- **Work to complete**: Update the material below by replacing every "tight bounding box" with "snug bounding box", keep everything else unchanged, and leave the pictures out of your answer.

# Start of Supplied data

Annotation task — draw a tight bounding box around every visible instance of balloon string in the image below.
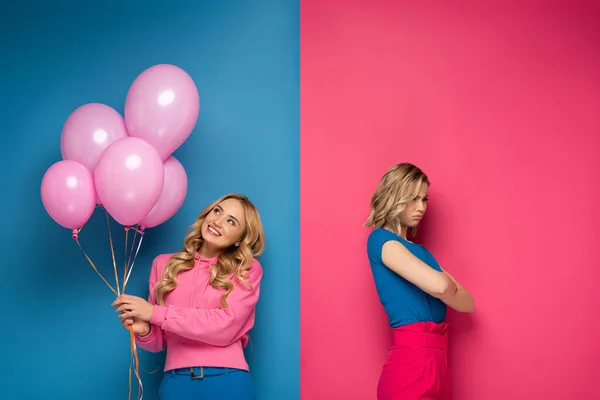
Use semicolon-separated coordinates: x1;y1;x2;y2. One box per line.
123;227;129;293
129;325;144;400
123;233;144;291
123;228;138;286
75;239;118;296
105;209;121;296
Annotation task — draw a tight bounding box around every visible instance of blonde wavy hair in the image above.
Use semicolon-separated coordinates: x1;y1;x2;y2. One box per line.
154;193;265;308
364;163;431;236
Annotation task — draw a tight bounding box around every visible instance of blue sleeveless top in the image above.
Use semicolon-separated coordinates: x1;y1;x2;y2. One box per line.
367;228;446;328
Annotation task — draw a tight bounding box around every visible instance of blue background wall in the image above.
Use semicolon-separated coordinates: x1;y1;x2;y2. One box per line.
0;0;299;400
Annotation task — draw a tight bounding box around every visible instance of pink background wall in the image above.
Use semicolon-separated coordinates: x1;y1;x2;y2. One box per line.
301;0;600;400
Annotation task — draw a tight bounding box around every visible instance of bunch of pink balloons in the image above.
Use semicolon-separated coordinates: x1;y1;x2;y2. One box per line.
41;64;200;234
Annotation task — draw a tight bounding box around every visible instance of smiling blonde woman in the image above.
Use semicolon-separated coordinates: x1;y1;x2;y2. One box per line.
113;194;265;400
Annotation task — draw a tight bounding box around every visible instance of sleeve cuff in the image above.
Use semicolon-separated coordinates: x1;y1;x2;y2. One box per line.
150;305;167;326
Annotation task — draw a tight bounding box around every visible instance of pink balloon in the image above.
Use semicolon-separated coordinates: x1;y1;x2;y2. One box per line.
60;103;127;171
41;160;96;229
94;137;164;226
125;64;200;161
138;156;188;228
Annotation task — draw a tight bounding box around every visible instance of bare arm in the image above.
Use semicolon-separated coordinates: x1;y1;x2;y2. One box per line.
381;240;458;300
442;271;475;313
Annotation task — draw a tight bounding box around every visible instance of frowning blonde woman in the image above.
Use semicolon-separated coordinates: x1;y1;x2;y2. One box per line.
365;163;474;400
113;194;265;400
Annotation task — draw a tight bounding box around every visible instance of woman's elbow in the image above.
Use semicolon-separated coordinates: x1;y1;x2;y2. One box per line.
432;274;458;299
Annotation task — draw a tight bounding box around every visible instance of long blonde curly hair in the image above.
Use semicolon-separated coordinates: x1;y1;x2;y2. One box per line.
364;163;431;237
154;193;265;308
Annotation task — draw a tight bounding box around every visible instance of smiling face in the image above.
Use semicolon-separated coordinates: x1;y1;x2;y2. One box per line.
398;183;429;230
201;198;246;256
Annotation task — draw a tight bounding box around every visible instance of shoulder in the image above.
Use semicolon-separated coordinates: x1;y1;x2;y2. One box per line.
152;253;175;269
152;253;175;275
367;228;400;263
367;228;400;249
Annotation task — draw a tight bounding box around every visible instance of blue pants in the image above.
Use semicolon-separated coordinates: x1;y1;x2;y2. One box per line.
158;367;254;400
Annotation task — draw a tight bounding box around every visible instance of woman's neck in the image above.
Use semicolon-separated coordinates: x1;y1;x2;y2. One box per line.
198;243;221;258
383;225;410;242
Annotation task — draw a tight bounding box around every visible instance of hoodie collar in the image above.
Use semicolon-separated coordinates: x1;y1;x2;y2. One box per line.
195;252;219;264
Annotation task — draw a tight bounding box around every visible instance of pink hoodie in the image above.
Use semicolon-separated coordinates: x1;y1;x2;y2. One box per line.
136;254;263;371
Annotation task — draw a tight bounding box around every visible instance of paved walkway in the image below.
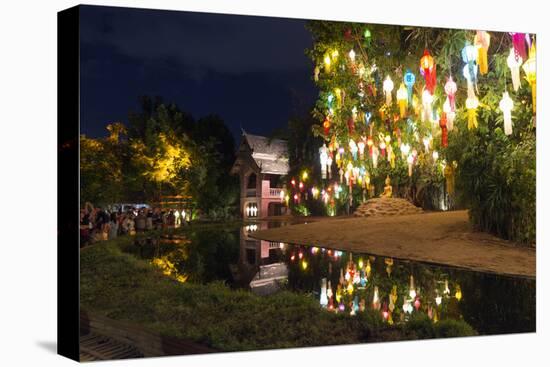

# End of Supplied data

- **Completed exercise**:
Annotation task — draw a snug bounding box around every visible instance of balloon string in the image below.
Use semicolon-separated coordinates: x1;y1;x2;y2. One box per line.
123;227;129;293
129;325;144;400
123;233;144;291
123;228;138;286
75;239;118;296
105;209;121;296
Annotation task — draw a snug bounding box around every visible instance of blonde wavy hair in the image above.
Use semicolon-separated coordinates: x1;y1;x2;y2. One box per line.
154;193;265;308
364;163;431;236
Annotation task — draw a snug bounding box around every visible instance of blue sleeveless top in the image above.
Use semicolon-separated coordinates: x1;y1;x2;y2. One box per line.
367;228;446;328
Annotation task — draw a snug bounding box around every visible instance of blue background wall in the image above.
Use semicolon-separated coordinates: x1;y1;x2;y2. One box per line.
0;0;299;400
Annotation task — draw a snug bounding box around every visible instance of pink background wall in the image above.
Use semicolon-separated coordinates: x1;y1;x2;y2. One box per line.
301;0;600;400
Annotation task — draw a snug bounding box around every visible instance of bunch of pink balloons in the image above.
Use semicolon-separated coordinates: x1;y1;x2;y2. One box per line.
41;64;200;234
Annotation task — draw a snug bounding box around every visible instance of smiling blonde woman in the image above.
Use semicolon-separated coordinates: x1;y1;x2;y2. One box per line.
113;194;265;400
Annotation task — draw a snug bounding box around every visible instance of sleeve cuff in the image above.
Use semicolon-separated coordinates: x1;y1;x2;y2. One box per line.
150;305;167;326
Annotation task — draw a snug bounding box around every visible instance of pink balloon in the image above.
Use semicolon-separated coordinates: x1;y1;x2;y2. One box per line.
60;103;127;171
41;160;96;229
94;137;164;226
125;64;200;161
138;156;188;228
Annotation task — draw a snug bounding box around every visible instance of bare arm in the image above.
Use semicolon-separated coordinates: x1;y1;x2;y2. One box per line.
381;240;458;300
442;271;475;313
Annotation task — draw a snug bounding box around every visible instance of frowning blonde woman in the image above.
Use semicolon-separated coordinates: x1;y1;x2;y2. One box per line.
365;163;474;400
113;194;265;400
Annotation task — draw a snug bounding box around every visible instance of woman's elbow in the image above.
Use semicolon-separated coordinates: x1;y1;x2;y2. One box per line.
432;274;458;299
Annotation task — draw a snug bounding box around every visible instance of long blonde curly hair in the image above.
Use semicolon-separated coordinates: x1;y1;x2;y2. One box per line.
364;163;431;237
154;193;265;308
Annotation task — draw a snug bounding box around every visible instance of smiling face in the image above.
Use semicolon-separated coordinates: x1;y1;x2;y2. One box per line.
398;183;429;230
201;198;246;256
Annotation task — draw a snug bounding box around every visible instance of shoulder in the image above.
Use semicolon-separated coordinates: x1;y1;x2;y2. One box per line.
152;253;175;269
152;253;175;275
367;228;400;263
367;228;400;249
Annotation task — draw a snug bounding box around every visible instance of blue pants in the image above.
Use semicolon-separated coordinates: x1;y1;x2;y2. One box per line.
158;367;254;400
Annotation task — draw a snug bounding box around every visible instance of woman's neck in the image above.
Use semicolon-separated coordinates: x1;y1;x2;y2. One box per line.
198;243;221;258
383;225;410;242
Annotation task — draw a snug bounding box around every visible instance of hoodie collar in the image above.
Use semicolon-separated coordinates: x1;y1;x2;y2. One box per line.
195;252;219;264
Annotation task — draw a snug bounding box around every visible instance of pink hoodie in the image above.
Use semicolon-separated coordinates: x1;y1;x2;y2. One box per line.
136;254;263;371
Annotation task — draw a snug bounding box around every visible instance of paved walkway in the image below.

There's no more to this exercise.